===== DATA RECORDS =====

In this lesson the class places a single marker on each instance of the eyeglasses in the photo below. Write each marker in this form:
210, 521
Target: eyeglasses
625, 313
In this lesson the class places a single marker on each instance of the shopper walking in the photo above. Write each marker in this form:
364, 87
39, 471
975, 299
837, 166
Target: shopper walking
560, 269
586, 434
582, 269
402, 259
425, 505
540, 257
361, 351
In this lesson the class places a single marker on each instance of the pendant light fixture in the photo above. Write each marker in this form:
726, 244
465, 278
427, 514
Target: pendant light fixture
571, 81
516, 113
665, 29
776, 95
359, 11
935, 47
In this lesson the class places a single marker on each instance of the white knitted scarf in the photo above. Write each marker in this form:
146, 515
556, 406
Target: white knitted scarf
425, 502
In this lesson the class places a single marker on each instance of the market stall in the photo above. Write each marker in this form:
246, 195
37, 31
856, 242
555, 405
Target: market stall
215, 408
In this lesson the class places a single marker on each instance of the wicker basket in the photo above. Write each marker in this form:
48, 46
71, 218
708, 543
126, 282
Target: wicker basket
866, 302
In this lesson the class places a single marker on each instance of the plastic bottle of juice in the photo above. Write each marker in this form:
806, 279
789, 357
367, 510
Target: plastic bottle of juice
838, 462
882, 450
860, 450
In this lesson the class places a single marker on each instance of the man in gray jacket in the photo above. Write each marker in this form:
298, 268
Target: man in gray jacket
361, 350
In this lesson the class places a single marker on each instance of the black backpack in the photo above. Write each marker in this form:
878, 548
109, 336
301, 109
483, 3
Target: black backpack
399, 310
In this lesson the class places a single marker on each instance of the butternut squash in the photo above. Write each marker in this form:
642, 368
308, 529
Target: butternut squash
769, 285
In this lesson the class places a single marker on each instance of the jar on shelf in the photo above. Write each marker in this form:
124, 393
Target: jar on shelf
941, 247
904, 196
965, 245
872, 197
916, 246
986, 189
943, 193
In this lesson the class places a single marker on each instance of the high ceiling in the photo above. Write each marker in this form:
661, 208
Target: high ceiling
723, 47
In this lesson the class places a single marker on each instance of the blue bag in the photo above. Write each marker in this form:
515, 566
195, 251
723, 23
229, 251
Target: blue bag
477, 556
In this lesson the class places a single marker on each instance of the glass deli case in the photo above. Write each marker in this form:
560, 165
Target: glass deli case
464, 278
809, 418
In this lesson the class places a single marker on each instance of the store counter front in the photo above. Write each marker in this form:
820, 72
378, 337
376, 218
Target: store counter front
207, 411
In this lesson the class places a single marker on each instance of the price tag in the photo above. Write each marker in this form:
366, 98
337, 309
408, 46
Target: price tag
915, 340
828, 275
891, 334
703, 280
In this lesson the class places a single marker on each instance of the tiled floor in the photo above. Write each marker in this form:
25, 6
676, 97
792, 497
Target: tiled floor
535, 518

=====
===== DATA RECORDS =====

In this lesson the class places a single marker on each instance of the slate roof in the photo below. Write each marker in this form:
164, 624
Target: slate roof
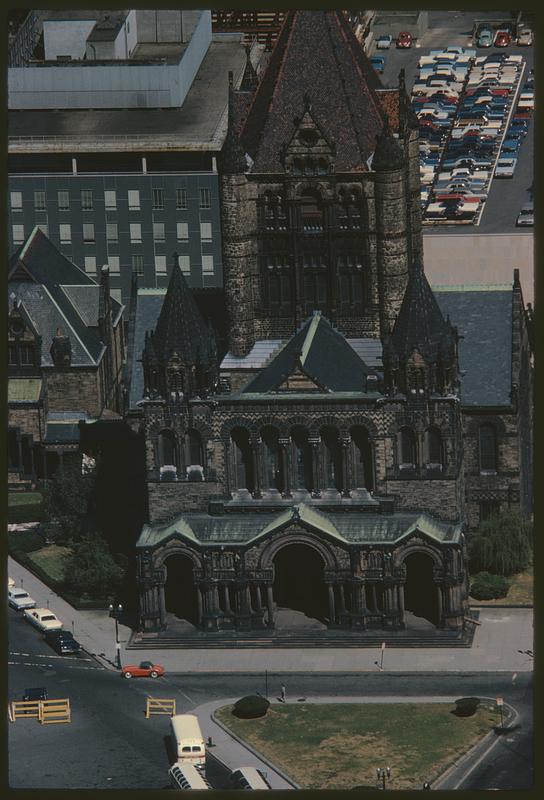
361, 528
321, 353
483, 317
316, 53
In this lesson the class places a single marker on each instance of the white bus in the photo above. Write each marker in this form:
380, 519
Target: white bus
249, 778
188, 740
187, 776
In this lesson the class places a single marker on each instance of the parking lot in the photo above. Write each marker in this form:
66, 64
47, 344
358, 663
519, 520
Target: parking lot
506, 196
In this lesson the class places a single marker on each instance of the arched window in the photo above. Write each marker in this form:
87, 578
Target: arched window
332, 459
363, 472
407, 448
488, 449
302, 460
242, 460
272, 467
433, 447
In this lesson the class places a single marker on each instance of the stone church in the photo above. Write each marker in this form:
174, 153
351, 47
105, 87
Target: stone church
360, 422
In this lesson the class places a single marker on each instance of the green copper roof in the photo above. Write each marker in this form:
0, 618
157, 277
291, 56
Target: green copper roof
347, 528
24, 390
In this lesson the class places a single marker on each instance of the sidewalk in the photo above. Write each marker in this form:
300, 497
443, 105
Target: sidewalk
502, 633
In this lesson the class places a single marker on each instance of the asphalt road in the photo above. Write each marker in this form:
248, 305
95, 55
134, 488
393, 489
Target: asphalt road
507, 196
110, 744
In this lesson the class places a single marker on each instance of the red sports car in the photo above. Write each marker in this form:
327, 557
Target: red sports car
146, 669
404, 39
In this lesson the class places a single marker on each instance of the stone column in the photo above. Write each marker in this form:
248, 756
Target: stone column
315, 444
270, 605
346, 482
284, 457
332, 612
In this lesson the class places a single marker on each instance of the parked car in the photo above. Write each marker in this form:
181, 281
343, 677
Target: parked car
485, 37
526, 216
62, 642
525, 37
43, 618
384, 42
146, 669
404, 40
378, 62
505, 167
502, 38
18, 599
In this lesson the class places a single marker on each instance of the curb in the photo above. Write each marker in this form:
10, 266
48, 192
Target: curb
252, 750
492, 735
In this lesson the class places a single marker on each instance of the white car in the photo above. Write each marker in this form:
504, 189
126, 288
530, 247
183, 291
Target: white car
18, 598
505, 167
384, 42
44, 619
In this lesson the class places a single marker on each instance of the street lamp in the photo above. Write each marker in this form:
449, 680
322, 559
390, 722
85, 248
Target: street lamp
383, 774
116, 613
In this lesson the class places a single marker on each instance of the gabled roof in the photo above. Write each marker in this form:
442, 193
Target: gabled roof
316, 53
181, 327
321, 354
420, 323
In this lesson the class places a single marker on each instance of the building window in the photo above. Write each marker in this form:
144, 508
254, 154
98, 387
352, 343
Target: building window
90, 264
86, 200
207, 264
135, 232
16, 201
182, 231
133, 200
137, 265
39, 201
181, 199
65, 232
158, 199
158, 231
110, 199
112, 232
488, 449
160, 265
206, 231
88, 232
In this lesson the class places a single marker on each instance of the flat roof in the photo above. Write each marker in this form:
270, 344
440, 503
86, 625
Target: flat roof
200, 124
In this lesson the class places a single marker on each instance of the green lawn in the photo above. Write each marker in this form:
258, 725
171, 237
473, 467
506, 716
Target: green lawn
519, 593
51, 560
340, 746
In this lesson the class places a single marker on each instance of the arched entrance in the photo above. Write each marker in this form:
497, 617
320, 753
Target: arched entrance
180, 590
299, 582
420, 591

=====
===== DATA RECORDS =====

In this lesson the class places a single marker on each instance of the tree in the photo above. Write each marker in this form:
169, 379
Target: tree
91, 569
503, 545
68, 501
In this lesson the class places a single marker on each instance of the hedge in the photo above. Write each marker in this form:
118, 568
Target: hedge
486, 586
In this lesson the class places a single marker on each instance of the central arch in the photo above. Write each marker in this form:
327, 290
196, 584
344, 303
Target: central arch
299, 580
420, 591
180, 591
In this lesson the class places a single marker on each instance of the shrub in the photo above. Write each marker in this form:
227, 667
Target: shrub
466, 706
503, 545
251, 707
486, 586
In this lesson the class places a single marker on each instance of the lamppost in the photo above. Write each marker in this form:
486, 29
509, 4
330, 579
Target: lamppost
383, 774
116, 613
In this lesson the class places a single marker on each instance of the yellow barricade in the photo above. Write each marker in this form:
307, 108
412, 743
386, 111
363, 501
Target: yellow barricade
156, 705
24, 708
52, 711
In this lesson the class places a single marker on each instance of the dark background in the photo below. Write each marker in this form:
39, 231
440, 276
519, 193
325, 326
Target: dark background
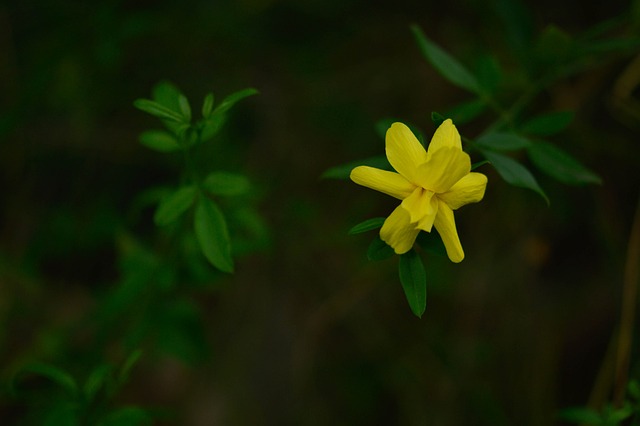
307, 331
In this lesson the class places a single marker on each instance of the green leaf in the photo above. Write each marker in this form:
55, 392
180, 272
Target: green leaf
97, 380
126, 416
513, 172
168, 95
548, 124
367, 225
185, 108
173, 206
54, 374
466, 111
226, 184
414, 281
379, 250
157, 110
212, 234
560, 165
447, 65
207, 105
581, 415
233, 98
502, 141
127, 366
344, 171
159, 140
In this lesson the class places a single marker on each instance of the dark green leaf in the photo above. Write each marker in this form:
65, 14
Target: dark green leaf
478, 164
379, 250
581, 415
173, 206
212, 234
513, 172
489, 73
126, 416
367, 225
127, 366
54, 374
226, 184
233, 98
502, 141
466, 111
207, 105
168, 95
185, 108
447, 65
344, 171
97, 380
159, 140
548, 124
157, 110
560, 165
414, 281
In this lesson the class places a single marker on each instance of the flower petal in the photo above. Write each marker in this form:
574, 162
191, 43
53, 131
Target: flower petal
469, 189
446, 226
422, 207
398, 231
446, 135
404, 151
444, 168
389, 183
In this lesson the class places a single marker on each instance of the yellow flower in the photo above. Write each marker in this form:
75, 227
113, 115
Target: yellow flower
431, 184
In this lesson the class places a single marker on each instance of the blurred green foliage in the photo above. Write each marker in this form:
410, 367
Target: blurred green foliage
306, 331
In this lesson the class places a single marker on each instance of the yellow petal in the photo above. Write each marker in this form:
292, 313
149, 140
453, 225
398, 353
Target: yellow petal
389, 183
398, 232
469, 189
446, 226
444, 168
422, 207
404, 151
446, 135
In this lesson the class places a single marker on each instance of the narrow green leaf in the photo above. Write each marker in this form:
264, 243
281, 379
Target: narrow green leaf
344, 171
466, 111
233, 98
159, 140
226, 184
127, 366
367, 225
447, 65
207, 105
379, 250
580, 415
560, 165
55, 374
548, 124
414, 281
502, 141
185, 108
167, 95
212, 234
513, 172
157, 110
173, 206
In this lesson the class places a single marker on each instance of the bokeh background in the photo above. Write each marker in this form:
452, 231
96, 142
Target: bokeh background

=====

**EXERCISE REQUIREMENTS**.
State how many lines in the records above contain the word "bokeh", and give only that number.

**RESPONSE AREA**.
2